Sin embargo, toda la argumentación de Wistar, a través de su comité, se basó en las muestras que consideró en 1992 como poco útiles para obtener resultados confiables. En efecto, en el primer reporte, Basilico y sus colegas habían señalado claramente que las muestras conservadas en congelación no podían ser identificadas como las mismas que fueron usadas en África, o que formaran parte de los lotes preparados al mismo tiempo en el mismo laboratorio. También señalaban en aquel entonces que, en caso de realizarse un examen, un resultado negativo, es decir la ausencia de algún virus, no podía ser concluyente. Todavía más. En la ponencia presentada por Hooper el 11 de septiembre del 2002, en la reunión de la Royal Society, se aludió al testimonio de Hilary Koprowsky publicado en su biografía, que en la página 240 señala que el lote de la vacuna usada en África ya no existía.
Es tal vez un dato meramente anecdótico y no causal, pero vale la pena recordar que el hombre mutilado en el incidente de Guarapiranga, Brasil (sobre el que informáramos ampliamente en Al Filo de la Realidad Nº 78;, Joaquim Sebastian Goncalves, de 53 años de edad a la sazón, estaba medicado, en razón de su epilepsia, con un fenobarbital anticonvulsivo de nombre comercial “Gardenal”.
Al presentar cuadros epilépticos, el fenobarbital interrumpe o normaliza los impulsos eléctricos del cerebro, interrumpiendo la crisis al crear un estado de laxitud absoluta. Vale recordar que uno de los factores que más llamó la atención a los avezados especialistas veterinarios y hombres de campo en las mutilaciones era la falta de “pataleo agónico”, esto es, de covulsiones propias del animal durante los instantes previos a la muerte, al punto de sospecharse el uso de algún narcótico (y recuérdese también el hallazgo de “oxindol” en el paladar de un par de animales). Un fenobarbital, ciertamente, podría provocar esa laxitud y… ¿adivinen a quién pertenece la patente del “Gardenal”?. Acertaron: al laboratorio Wistar.

[Datos de máscaras de segmentación]
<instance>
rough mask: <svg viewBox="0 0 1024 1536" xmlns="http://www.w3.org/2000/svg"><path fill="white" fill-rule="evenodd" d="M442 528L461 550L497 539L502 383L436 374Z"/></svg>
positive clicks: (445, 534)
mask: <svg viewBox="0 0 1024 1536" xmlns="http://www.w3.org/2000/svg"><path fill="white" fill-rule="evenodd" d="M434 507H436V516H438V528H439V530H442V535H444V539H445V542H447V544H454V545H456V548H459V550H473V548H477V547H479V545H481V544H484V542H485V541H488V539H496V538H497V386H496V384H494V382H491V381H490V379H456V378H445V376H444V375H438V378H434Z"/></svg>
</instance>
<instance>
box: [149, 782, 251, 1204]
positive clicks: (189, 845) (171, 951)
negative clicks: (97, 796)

# TAREAS:
1/ Responde según el texto sobre el laboratorio Wistar:
(a) ¿En qué fecha presentó Hooper su ponencia en la reunión de la Royal Society?
(b) ¿Qué edad tenía entonces Joaquim Sebastian Goncalves?
(c) ¿A qué laboratorio pertenece la patente del "Gardenal"?
2/ Cambia "comité" por "consejo" y reescribe el tramo del texto sobre el laboratorio Wistar que va desde "Sin embargo, toda" hasta "ya no existía.".
3/ Prosigue el texto sobre el laboratorio Wistar a partir de su última oración.
El listado no interviene en nada de esto.

# RESPUESTAS DADAS:
1/
(a) El 11 de septiembre del 2002.
(b) 53 años.
(c) Al laboratorio Wistar.

2/
Sin embargo, toda la argumentación de Wistar, a través de su consejo, se basó en las muestras que consideró en 1992 como poco útiles para obtener resultados confiables. En efecto, en el primer reporte, Basilico y sus colegas habían señalado claramente que las muestras conservadas en congelación no podían ser identificadas como las mismas que fueron usadas en África, o que formaran parte de los lotes preparados al mismo tiempo en el mismo laboratorio. También señalaban en aquel entonces que, en caso de realizarse un examen, un resultado negativo, es decir la ausencia de algún virus, no podía ser concluyente. Todavía más. En la ponencia presentada por Hooper el 11 de septiembre del 2002, en la reunión de la Royal Society, se aludió al testimonio de Hilary Koprowsky publicado en su biografía, que en la página 240 señala que el lote de la vacuna usada en África ya no existía.

3/
Así que esta segunda hipótesis podría resumirse así: Debido a consecuencias no deseadas de los experimentos del ’86 —o tal vez como control de un rebrote de los mismos— un grupo operativo mutila animales, primeramente en cercanías de Azul —no necesariamente en la misma localidad porque en 16 años, no sólo los animales originales que no han muerto pueden haber dispersado el contagio en sus congéneres, sino las crías venderse a estancieros cercanos, etc— y luego, se amplía el radio de mutilaciones para “enmascarar” la operación, aprovechando algunos causales naturales, en la misma secuencia que describiéramos para la primera hipótesis. En estas tareas se emplean variantes de fenobarbitales producidos por las mismas empresas implicadas, las cuales, quizás, realizaron también experimentos en humanos, disfrazándolos de “agresiones extraterrestres” o asesinatos propios de psicópatas, no sólo para confundir a los investigadores sino también para restarles, de cara a la opinión pública, credibilidad.